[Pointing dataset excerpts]
********
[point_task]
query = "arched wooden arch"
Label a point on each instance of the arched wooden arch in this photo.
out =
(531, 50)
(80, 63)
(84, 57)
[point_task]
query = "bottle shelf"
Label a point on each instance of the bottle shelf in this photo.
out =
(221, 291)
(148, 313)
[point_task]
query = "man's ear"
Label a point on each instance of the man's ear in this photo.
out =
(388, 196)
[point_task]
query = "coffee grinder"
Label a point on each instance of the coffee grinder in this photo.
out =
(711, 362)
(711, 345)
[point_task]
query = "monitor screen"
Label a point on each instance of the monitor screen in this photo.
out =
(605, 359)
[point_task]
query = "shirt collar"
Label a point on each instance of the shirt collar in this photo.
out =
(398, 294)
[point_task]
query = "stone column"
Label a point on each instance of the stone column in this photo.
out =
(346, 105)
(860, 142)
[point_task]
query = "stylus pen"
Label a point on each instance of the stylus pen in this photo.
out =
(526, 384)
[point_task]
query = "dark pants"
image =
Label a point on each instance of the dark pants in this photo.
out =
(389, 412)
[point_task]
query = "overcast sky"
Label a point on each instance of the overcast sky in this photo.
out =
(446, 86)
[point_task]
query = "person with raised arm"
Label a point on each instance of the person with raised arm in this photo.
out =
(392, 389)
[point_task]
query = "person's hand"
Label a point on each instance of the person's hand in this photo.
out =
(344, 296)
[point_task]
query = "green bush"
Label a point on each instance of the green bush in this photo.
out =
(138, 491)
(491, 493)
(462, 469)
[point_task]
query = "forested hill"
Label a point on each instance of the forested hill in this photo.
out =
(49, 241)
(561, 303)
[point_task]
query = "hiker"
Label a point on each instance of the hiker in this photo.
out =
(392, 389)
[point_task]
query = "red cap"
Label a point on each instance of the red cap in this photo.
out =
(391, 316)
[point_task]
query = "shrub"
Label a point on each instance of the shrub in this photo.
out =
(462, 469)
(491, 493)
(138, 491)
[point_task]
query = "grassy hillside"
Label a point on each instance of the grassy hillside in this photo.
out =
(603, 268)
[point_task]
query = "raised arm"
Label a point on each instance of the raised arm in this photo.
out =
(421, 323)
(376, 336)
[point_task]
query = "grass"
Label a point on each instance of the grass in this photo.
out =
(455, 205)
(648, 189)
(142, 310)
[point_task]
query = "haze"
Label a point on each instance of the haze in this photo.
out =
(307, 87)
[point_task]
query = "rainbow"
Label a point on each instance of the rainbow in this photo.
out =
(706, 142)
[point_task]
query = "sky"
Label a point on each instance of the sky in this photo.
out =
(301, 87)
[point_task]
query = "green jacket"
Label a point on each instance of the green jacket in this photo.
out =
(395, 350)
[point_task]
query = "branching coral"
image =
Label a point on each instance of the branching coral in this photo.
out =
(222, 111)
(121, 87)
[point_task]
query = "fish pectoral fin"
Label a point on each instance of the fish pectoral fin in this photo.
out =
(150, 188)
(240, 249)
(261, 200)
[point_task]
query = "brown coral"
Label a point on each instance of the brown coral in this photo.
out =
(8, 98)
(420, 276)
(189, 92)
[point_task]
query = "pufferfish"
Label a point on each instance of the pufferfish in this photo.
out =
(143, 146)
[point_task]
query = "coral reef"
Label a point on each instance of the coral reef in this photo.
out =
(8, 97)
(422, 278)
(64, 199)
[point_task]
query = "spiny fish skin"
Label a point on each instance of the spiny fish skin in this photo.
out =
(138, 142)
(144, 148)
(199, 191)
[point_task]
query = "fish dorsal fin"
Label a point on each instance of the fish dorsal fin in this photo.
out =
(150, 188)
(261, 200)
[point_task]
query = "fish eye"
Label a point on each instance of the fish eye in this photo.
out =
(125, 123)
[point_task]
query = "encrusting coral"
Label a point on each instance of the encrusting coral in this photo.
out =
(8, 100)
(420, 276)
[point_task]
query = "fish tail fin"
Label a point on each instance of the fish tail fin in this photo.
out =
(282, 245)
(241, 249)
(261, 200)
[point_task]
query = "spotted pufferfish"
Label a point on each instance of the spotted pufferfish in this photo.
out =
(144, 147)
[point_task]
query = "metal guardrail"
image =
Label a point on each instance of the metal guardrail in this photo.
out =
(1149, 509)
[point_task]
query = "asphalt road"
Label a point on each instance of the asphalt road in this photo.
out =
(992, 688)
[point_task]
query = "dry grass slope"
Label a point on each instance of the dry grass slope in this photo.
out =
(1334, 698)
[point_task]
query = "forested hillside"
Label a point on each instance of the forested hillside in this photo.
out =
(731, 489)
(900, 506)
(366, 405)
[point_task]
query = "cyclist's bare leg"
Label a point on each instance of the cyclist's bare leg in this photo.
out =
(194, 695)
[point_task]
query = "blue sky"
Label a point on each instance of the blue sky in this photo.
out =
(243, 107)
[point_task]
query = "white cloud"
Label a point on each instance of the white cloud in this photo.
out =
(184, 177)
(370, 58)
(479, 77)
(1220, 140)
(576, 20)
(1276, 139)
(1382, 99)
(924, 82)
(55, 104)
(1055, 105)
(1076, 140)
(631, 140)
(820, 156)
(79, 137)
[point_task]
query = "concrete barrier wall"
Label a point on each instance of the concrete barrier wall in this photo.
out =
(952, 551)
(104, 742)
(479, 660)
********
Can you reproduce all the material exactly?

■ COMPLETED EXERCISE:
[point_task]
query = "arched wooden arch"
Label a point on each instance of the arched wooden arch in this photo.
out =
(531, 50)
(80, 63)
(84, 57)
[point_task]
query = "bottle shelf"
Label a point on each instance of the bottle shelf in this photo.
out =
(221, 291)
(148, 313)
[point_task]
query = "man's ear"
Label a point on each instance of the man's ear in this photo.
out =
(388, 196)
[point_task]
query = "coffee grinder"
Label a point on each instance of the coffee grinder in this photo.
out =
(711, 362)
(711, 345)
[point_task]
query = "monitor screen"
Label a point on each instance of the monitor screen in this photo.
out =
(605, 359)
[point_task]
query = "shirt collar"
Label a point on each instance of the shirt collar in this photo.
out =
(398, 294)
[point_task]
query = "stone column"
Label a point on each instance of the stone column in this photo.
out =
(346, 105)
(860, 142)
[point_task]
query = "stylus pen"
Label a point on each instance of the stylus pen in this photo.
out =
(526, 384)
[point_task]
query = "dark pants"
image =
Label a point on each instance of the dark pants in this photo.
out =
(389, 412)
[point_task]
query = "overcast sky"
Label a point on each instance of the overcast sky in this photo.
out =
(446, 86)
[point_task]
query = "person with raised arm"
Label a point on each instance of the person with raised arm in this photo.
out =
(392, 389)
[point_task]
query = "person's hand"
Label a point on each instance of the person's hand in this photo.
out =
(344, 296)
[point_task]
query = "green bush"
Label a point on each instance of the green bush in this photo.
out =
(138, 491)
(491, 493)
(462, 469)
[point_task]
query = "forested hill"
Label a point on each instance of the forested hill in this photo.
out =
(49, 241)
(561, 303)
[point_task]
query = "hiker"
Label a point on each instance of the hiker in this photo.
out =
(392, 389)
[point_task]
query = "red cap"
Label a point on each instance of the red cap in this photo.
out =
(391, 316)
[point_task]
query = "shrub"
Label a point on each instance of the shrub in this photo.
out =
(462, 469)
(491, 493)
(138, 491)
[point_task]
query = "grassy hillside"
Label a point on each instance of the grassy hillside in this photo.
out =
(603, 268)
[point_task]
query = "raised arm"
Label a point on each instance of the raised arm in this photo.
out =
(421, 323)
(376, 336)
[point_task]
query = "grass"
Label a point on each instance of the grass in this photo.
out =
(455, 205)
(648, 189)
(142, 310)
[point_task]
query = "haze"
Label a point on each instance of the haze in this photo.
out =
(307, 87)
[point_task]
query = "rainbow"
Label a point on each instance of the rainbow in this photo.
out =
(706, 142)
[point_task]
query = "sky"
Label a point on each instance of the sky in this photo.
out =
(301, 87)
[point_task]
query = "green jacket"
Label a point on each instance of the green jacket in this photo.
out =
(395, 350)
[point_task]
query = "branching coral"
image =
Label a point on each instance of the branching coral in this photo.
out =
(222, 111)
(121, 87)
[point_task]
query = "fish pectoral fin"
Label a point on each instance of the fish pectoral fin in this photo.
out =
(150, 188)
(240, 249)
(261, 200)
[point_task]
query = "brown coral"
Label a point on each instance of the brown coral in this photo.
out =
(8, 98)
(420, 276)
(189, 92)
[point_task]
query = "pufferfish"
Label a point on each instance of the pufferfish in this photo.
out =
(143, 146)
[point_task]
query = "coral reef"
Label a point on each instance of the coral reef in this photo.
out =
(8, 97)
(422, 278)
(64, 199)
[point_task]
query = "spiny fish skin"
Label a point on each instance of the spiny fish skin in this photo.
out =
(138, 142)
(144, 148)
(199, 191)
[point_task]
query = "fish dorsal fin"
Label a point on each instance of the fish dorsal fin in this photo.
out =
(150, 188)
(261, 200)
[point_task]
query = "fish eye"
Label a point on each instance of the fish eye in this photo.
out =
(125, 123)
[point_task]
query = "encrusting coral"
Label a point on each instance of the encrusting coral in this photo.
out =
(8, 100)
(420, 276)
[point_task]
query = "fish tail fin"
Label a point on each instance of the fish tail fin in this photo.
out =
(282, 245)
(241, 249)
(261, 200)
[point_task]
query = "spotted pufferfish"
Label a point on each instance of the spotted pufferfish in this photo.
out =
(144, 147)
[point_task]
query = "metal guardrail"
image =
Label a point on each instance of the metal guardrail in this photo.
out =
(1149, 509)
[point_task]
query = "asphalt road"
Label a point on each instance of the asphalt road in this photo.
out =
(992, 688)
[point_task]
query = "dry grass slope"
Label a point on each instance of the dry grass slope in this photo.
out =
(1334, 698)
[point_task]
query = "forested hillside"
Label a point on each instance of the forested hillside in this photo.
out =
(731, 489)
(900, 506)
(366, 405)
[point_task]
query = "cyclist's bare leg"
Label a point on each instance of the cyclist's bare leg in this photo.
out =
(194, 695)
[point_task]
query = "blue sky"
Label a point on each instance of the blue sky in this photo.
out =
(243, 107)
[point_task]
query = "white cloud"
Label a point on each instance of the white cloud in this photo.
out =
(184, 177)
(370, 58)
(479, 77)
(1220, 140)
(576, 20)
(1276, 139)
(1382, 99)
(924, 82)
(55, 104)
(1055, 105)
(1076, 140)
(631, 140)
(820, 156)
(79, 137)
[point_task]
query = "concrete barrier wall"
Label a point on each instance of the concrete barrier wall in this photo.
out =
(952, 551)
(104, 742)
(479, 660)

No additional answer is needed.